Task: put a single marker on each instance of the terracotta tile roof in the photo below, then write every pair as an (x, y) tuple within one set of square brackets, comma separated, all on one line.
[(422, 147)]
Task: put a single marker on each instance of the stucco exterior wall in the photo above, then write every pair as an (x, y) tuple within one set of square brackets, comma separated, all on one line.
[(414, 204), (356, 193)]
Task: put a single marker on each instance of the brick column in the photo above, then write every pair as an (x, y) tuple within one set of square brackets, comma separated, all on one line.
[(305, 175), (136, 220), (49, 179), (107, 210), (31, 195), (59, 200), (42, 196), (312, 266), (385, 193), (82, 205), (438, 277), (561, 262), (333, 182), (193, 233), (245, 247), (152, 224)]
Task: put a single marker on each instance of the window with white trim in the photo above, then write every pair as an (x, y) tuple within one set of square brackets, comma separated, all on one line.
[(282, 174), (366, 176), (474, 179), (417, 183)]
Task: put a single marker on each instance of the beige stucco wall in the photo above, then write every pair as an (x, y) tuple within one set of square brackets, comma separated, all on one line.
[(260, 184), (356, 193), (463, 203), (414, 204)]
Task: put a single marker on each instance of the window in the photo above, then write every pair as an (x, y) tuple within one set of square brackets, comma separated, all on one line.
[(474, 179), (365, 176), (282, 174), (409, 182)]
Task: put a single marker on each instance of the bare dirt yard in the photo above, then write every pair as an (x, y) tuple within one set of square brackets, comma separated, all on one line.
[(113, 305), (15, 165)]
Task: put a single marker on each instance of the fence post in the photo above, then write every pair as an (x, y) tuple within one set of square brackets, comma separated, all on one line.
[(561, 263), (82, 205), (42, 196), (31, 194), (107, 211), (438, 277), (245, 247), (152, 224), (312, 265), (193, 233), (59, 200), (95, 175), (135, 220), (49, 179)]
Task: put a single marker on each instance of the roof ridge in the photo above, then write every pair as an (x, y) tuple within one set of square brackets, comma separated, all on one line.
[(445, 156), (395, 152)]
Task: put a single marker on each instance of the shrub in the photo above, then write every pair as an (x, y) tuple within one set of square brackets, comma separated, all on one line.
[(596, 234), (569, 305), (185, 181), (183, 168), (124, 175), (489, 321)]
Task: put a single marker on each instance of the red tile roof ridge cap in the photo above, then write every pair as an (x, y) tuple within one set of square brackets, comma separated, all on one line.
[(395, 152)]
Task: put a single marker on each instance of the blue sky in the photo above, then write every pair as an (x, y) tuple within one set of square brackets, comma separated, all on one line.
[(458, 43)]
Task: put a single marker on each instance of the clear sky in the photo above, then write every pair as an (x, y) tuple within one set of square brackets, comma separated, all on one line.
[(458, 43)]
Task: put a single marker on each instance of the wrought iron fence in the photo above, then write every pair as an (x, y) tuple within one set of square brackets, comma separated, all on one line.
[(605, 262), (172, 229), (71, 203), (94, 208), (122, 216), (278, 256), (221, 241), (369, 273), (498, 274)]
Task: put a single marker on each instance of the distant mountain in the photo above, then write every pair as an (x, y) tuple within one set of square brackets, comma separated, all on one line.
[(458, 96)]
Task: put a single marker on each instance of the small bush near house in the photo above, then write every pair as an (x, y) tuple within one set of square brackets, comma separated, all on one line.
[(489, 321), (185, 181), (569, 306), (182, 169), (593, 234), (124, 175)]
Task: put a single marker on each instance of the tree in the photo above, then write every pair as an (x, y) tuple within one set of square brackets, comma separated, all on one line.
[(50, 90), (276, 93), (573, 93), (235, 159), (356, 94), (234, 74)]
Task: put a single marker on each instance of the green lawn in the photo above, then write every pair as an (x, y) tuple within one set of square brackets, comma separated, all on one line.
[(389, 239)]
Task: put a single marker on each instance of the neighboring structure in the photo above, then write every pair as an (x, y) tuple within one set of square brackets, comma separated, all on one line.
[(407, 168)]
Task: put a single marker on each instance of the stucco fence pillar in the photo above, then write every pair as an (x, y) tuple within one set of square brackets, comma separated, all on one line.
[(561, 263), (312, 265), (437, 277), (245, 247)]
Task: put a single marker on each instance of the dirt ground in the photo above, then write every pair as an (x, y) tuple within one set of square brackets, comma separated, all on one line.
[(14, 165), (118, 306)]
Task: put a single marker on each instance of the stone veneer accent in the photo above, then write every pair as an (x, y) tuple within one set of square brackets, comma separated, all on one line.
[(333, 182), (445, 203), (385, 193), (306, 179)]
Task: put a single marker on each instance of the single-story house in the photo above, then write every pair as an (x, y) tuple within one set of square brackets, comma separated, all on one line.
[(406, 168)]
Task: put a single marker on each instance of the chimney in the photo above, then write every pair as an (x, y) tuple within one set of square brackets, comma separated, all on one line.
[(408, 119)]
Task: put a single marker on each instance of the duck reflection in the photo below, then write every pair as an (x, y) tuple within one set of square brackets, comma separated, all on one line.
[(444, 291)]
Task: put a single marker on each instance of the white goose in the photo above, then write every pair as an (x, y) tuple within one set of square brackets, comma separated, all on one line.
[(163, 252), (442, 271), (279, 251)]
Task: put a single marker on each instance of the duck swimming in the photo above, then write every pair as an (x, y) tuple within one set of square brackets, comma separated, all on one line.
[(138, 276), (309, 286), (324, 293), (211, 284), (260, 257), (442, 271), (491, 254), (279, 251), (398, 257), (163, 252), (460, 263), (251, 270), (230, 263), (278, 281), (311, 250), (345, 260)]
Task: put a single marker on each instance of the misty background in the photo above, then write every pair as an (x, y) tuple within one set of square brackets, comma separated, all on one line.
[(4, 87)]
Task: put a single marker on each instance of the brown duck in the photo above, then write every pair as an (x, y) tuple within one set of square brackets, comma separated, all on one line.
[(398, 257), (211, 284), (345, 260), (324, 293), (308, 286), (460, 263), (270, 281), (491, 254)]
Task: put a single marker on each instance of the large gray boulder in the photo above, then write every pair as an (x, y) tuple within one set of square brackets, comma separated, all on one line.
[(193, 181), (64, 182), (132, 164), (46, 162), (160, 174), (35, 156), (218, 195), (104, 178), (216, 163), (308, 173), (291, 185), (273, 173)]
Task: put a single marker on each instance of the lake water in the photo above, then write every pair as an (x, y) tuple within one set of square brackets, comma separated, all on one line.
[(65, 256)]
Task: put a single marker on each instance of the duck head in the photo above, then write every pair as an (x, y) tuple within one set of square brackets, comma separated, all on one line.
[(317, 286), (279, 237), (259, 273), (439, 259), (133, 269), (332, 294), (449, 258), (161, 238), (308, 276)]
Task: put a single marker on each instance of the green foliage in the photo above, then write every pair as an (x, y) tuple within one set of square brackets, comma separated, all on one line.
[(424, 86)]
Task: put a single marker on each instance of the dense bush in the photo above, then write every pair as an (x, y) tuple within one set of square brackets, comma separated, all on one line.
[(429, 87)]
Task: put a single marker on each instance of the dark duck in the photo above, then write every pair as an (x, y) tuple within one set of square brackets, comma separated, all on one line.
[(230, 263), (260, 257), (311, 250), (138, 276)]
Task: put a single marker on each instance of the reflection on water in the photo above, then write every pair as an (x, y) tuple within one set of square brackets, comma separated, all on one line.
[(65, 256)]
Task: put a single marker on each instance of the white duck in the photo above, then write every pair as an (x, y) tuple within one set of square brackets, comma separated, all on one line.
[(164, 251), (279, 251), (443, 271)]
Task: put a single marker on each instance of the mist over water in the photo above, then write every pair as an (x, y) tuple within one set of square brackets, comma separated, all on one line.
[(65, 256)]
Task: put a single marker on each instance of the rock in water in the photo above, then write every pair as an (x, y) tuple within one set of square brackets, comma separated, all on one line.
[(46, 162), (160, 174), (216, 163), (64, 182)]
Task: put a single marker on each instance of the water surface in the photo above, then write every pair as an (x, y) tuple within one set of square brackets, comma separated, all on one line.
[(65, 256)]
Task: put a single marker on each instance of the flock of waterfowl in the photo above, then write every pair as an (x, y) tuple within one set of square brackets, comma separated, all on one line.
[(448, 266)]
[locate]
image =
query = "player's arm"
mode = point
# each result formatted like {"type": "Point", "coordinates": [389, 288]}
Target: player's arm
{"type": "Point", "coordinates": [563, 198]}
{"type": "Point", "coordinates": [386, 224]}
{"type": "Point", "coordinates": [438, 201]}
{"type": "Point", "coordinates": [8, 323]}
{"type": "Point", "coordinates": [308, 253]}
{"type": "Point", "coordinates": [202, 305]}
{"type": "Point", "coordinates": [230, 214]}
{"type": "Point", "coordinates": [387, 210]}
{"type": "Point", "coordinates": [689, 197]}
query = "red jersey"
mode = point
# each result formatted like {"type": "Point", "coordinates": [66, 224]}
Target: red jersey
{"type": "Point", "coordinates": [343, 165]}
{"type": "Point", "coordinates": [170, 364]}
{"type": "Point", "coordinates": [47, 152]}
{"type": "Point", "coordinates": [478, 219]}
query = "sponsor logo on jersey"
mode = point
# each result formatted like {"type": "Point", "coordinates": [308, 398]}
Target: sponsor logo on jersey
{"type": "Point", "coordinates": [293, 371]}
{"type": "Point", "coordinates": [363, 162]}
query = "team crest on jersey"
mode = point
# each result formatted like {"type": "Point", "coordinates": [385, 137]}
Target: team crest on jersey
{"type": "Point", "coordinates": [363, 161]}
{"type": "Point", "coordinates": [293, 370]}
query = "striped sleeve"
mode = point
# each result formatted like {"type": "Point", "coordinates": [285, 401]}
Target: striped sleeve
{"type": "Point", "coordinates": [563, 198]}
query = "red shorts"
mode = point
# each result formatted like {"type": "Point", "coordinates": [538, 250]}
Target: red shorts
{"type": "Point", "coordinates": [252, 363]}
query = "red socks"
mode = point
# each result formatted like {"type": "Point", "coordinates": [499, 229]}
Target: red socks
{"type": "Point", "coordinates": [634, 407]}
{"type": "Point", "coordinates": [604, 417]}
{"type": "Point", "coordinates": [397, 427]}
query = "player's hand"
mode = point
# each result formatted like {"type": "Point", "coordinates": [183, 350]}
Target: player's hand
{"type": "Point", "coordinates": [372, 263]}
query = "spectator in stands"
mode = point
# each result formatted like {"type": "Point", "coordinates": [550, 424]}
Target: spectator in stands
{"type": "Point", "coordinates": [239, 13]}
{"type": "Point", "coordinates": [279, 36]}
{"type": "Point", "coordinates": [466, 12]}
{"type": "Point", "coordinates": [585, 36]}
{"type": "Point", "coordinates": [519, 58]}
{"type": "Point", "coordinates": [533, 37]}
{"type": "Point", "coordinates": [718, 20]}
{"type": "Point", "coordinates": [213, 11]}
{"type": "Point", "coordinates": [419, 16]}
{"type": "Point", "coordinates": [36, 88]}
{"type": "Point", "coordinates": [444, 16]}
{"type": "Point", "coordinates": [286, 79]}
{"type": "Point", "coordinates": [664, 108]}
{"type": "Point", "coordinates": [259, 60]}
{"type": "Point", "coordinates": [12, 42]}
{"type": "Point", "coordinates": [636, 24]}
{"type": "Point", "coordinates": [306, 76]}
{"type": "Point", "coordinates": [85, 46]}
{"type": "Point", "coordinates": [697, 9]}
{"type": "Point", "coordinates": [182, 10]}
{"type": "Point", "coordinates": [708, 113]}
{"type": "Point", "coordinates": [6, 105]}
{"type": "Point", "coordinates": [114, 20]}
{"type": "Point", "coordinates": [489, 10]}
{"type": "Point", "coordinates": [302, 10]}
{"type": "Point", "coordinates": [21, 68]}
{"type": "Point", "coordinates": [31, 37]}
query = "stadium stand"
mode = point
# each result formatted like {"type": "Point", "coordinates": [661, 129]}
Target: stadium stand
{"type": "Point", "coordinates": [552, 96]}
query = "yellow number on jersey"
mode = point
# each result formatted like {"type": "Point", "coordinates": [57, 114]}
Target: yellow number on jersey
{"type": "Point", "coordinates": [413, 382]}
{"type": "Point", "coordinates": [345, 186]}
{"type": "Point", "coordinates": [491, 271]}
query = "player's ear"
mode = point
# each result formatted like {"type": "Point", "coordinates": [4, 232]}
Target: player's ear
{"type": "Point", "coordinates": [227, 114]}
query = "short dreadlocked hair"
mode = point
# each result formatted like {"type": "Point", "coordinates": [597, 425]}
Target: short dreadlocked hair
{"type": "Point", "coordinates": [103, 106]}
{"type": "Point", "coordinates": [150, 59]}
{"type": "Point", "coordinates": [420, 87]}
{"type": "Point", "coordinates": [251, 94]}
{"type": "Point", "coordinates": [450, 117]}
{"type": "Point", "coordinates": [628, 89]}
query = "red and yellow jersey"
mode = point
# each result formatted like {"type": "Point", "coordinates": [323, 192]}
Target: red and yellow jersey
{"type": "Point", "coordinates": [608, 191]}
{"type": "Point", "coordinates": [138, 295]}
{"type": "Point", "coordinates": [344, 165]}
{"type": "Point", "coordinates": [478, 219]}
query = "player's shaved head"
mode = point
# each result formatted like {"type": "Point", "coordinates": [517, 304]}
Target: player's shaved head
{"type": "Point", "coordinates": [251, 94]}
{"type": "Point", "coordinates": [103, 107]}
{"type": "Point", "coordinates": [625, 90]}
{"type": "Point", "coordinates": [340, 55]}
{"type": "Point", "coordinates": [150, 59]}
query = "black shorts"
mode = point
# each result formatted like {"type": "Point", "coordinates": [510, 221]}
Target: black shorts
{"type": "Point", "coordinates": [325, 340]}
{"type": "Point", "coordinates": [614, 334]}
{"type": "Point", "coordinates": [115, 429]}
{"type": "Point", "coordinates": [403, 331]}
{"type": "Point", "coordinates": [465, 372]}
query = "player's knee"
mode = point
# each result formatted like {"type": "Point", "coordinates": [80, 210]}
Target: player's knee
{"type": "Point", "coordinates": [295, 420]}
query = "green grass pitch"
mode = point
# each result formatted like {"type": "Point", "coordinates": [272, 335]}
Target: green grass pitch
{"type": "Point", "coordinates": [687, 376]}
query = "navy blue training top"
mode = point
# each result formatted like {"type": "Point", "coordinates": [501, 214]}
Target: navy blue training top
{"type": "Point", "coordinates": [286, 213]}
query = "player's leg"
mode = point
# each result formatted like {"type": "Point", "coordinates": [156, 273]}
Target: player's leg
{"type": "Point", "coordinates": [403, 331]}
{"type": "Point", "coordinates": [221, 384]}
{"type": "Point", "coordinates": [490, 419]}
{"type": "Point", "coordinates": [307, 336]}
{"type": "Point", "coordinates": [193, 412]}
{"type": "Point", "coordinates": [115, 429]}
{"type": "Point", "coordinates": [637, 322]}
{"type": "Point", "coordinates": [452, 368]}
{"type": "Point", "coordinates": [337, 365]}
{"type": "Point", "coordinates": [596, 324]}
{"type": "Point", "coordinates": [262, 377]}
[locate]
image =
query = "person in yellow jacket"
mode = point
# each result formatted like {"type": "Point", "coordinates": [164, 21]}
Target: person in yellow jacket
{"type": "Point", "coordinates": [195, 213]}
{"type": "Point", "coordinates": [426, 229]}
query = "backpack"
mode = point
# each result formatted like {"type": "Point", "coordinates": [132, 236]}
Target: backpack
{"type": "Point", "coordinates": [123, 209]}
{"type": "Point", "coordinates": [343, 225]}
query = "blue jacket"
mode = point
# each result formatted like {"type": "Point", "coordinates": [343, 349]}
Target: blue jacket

TASK BRIEF:
Return exactly the lines in the records above, beginning with the one that holds "Target: green grass pitch" and ending with the last.

TASK RESPONSE:
Target: green grass pitch
{"type": "Point", "coordinates": [687, 376]}
query = "navy blue training top"
mode = point
# each result formatted like {"type": "Point", "coordinates": [501, 214]}
Target: navy blue training top
{"type": "Point", "coordinates": [286, 213]}
query = "player's leg"
mode = point
# each result formatted like {"type": "Point", "coordinates": [156, 273]}
Target: player's leg
{"type": "Point", "coordinates": [403, 331]}
{"type": "Point", "coordinates": [221, 384]}
{"type": "Point", "coordinates": [490, 419]}
{"type": "Point", "coordinates": [307, 336]}
{"type": "Point", "coordinates": [193, 412]}
{"type": "Point", "coordinates": [115, 429]}
{"type": "Point", "coordinates": [637, 322]}
{"type": "Point", "coordinates": [452, 368]}
{"type": "Point", "coordinates": [337, 365]}
{"type": "Point", "coordinates": [596, 324]}
{"type": "Point", "coordinates": [262, 377]}
[locate]
image =
query = "person in yellow jacket"
mode = point
# each result formatted like {"type": "Point", "coordinates": [164, 21]}
Target: person in yellow jacket
{"type": "Point", "coordinates": [195, 213]}
{"type": "Point", "coordinates": [426, 229]}
query = "backpack"
mode = point
# each result formatted like {"type": "Point", "coordinates": [132, 236]}
Target: backpack
{"type": "Point", "coordinates": [123, 209]}
{"type": "Point", "coordinates": [343, 225]}
query = "blue jacket"
mode = point
# each result formatted like {"type": "Point", "coordinates": [343, 349]}
Target: blue jacket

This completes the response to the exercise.